## Exercise task
Each record needs to be echoed exactly; can you do that?

## Extracted entries
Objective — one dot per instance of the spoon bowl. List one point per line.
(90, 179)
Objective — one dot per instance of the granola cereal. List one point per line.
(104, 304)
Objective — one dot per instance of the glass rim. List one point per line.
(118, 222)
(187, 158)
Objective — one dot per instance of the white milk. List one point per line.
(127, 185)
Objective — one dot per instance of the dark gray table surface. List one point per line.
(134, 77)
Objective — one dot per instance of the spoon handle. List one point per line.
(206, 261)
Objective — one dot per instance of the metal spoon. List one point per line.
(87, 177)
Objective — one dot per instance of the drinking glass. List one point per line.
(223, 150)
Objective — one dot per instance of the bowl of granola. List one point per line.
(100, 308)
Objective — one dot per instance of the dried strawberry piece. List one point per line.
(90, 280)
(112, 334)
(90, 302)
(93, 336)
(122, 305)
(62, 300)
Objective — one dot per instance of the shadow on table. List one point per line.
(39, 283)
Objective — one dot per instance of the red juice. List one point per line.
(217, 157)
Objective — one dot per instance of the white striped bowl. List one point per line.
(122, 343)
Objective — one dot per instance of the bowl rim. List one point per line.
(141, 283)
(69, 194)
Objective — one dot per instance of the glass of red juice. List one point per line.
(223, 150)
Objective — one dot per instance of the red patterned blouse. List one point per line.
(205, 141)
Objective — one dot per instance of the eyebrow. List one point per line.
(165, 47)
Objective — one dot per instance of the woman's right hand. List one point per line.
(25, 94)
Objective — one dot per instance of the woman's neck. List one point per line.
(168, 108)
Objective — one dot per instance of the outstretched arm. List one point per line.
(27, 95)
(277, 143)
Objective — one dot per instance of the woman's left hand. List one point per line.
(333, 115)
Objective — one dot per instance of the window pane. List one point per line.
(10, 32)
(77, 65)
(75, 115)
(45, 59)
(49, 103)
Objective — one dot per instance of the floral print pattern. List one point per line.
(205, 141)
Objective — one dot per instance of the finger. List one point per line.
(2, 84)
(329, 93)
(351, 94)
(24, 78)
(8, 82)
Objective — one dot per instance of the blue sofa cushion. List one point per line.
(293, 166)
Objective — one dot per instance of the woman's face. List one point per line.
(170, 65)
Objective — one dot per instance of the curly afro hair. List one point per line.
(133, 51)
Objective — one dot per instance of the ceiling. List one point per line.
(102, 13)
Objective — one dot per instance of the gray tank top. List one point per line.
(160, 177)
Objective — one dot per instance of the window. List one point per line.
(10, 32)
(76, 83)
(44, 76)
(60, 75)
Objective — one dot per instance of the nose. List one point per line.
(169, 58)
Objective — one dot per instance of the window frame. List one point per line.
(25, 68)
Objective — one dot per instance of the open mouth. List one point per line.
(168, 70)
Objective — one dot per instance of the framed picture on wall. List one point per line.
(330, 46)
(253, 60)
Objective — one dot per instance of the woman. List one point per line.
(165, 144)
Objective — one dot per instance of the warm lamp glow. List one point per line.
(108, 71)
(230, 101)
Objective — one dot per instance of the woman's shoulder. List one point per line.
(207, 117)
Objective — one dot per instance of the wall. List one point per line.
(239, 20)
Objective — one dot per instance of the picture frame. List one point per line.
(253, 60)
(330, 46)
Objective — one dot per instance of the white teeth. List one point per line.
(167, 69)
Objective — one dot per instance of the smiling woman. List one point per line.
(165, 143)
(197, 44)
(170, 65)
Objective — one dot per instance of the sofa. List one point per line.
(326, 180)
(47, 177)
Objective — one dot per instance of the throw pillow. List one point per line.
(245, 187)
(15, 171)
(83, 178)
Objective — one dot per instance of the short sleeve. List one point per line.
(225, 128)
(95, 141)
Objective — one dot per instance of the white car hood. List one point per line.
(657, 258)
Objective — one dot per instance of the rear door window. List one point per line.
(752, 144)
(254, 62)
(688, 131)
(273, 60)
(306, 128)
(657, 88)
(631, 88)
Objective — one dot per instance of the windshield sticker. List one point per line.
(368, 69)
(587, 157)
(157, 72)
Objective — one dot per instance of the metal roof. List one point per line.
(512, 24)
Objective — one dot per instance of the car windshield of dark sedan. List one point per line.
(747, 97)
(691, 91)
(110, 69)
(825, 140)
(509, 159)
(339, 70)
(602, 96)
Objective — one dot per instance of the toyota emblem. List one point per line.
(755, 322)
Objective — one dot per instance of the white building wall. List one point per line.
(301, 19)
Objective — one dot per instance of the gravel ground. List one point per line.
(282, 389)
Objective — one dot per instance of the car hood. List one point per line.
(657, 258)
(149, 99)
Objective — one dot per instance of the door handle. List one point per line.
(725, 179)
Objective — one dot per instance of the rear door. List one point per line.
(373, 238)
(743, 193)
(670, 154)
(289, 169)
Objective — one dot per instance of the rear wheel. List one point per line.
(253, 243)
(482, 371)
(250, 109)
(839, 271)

## Correct answer
Objective — one dot per instance of the spoon bowl. List one point per line.
(90, 179)
Objective — one dot per instance of the granola cereal. List one point per line.
(104, 304)
Objective — one dot per instance of the glass rim. List one point per line.
(118, 222)
(187, 158)
Objective — one dot per instance of the white milk. List one point per line.
(127, 185)
Objective — one dot per instance of the dark gray table surface. List one point per line.
(134, 77)
Objective — one dot per instance of the spoon handle. List one point per line.
(206, 261)
Objective — one dot per instance of the metal spoon. List one point per line.
(87, 177)
Objective — one dot per instance of the drinking glass. List one point per line.
(223, 150)
Objective — one dot per instance of the bowl of granola. List one point per line.
(100, 308)
Objective — one dot per instance of the dried strawberry piece. List one point per line.
(90, 280)
(112, 334)
(90, 302)
(93, 336)
(122, 305)
(62, 300)
Objective — one dot per instance of the shadow on table. List one point per line.
(39, 283)
Objective — one dot per instance of the red juice. List one point per line.
(217, 157)
Objective — one dot per instance of the white striped bowl. List one point per line.
(122, 343)
Objective — one dot per instance of the bowl rim. List one point per line.
(141, 283)
(69, 194)
Objective — one dot per instance of the glass of red juice. List one point per line.
(223, 150)
Objective — one dot per instance of the red patterned blouse. List one point per line.
(205, 141)
Objective — one dot per instance of the eyebrow. List one point per line.
(165, 47)
Objective — one dot per instance of the woman's right hand. List one point per line.
(25, 94)
Objective — one dot per instance of the woman's neck. List one point per line.
(168, 108)
Objective — one dot per instance of the outstretched arm. List one point per line.
(27, 95)
(277, 143)
Objective — one dot per instance of the woman's left hand. List one point per line.
(333, 115)
Objective — one dot per instance of the window pane. List one point per line.
(10, 32)
(77, 65)
(75, 115)
(45, 59)
(49, 103)
Objective — one dot per instance of the floral print pattern. List one point per line.
(205, 141)
Objective — one dot per instance of the finger. List one point per line.
(2, 84)
(329, 93)
(351, 94)
(24, 78)
(8, 82)
Objective — one dot per instance of the blue sofa cushion. List one point per line.
(293, 166)
Objective — one dot per instance of the woman's face. List one point per line.
(170, 65)
Objective — one dot per instance of the curly afro hair. List one point per line.
(133, 51)
Objective — one dot per instance of the ceiling. List one point per line.
(102, 13)
Objective — one dot per instance of the gray tank top. List one point per line.
(160, 177)
Objective — one dot per instance of the window. List one point per line.
(10, 32)
(76, 83)
(44, 76)
(60, 75)
Objective — one dot per instance of the nose. List one point per line.
(169, 58)
Objective — one dot per instance of the window frame. List one point per line.
(25, 68)
Objective — one dot per instance of the open mouth. List one point per line.
(168, 70)
Objective — one dot per instance of the framed picture on wall. List one point per line.
(330, 46)
(253, 60)
Objective — one dot per instance of the woman. List one point per line.
(165, 144)
Objective — one dot per instance of the warm lamp glow. List one point per line.
(108, 71)
(230, 101)
Objective — one dot per instance of the woman's shoulder. List one point per line.
(207, 117)
Objective — one dot per instance of the wall. List one point per line.
(239, 20)
Objective — one dot per instance of the picture frame. List one point per line.
(253, 60)
(330, 46)
Objective — one dot per instance of the white teeth. List one point per line.
(167, 69)
Objective — one dot per instance of the smiling woman. List one point per line.
(165, 143)
(197, 44)
(170, 65)
Objective — one dot per instance of the sofa. List one point per line.
(326, 180)
(47, 177)
Objective — one dot per instance of the throw pillow. List one point per line.
(245, 187)
(15, 171)
(83, 178)
Objective — one dot per instance of the short sleeve. List one point per line.
(225, 128)
(95, 141)
Objective — one dot per instance of the white car hood. List one point per line.
(657, 258)
Objective — one dot per instance of the rear door window. List one point per line.
(752, 144)
(254, 62)
(688, 131)
(273, 60)
(306, 128)
(657, 88)
(631, 88)
Objective — one dot per instance of the windshield sticker. List one point per line.
(368, 69)
(587, 157)
(157, 72)
Objective — one dot per instance of the metal roof. List one point per line.
(512, 24)
Objective — one dot per instance of the car windshield of dark sedan. List one point per line.
(747, 97)
(691, 91)
(110, 69)
(825, 140)
(509, 159)
(339, 70)
(602, 96)
Objective — one dot per instance of the toyota emblem. List one point per line.
(755, 322)
Objective — one dot per instance of the white building wall. List one point per line.
(301, 19)
Objective — one dot per instance of the gravel ground. List one point per line.
(282, 389)
Objective — one dot per instance of the car hood. List one point per line.
(657, 258)
(149, 99)
Objective — one dot per instance of the door handle. List one point per line.
(725, 179)
Objective — one dot per instance of the rear door. List one point per line.
(373, 238)
(743, 193)
(670, 154)
(289, 169)
Objective — one dot per instance of the rear wheel. List one point per line.
(253, 243)
(482, 371)
(250, 109)
(839, 271)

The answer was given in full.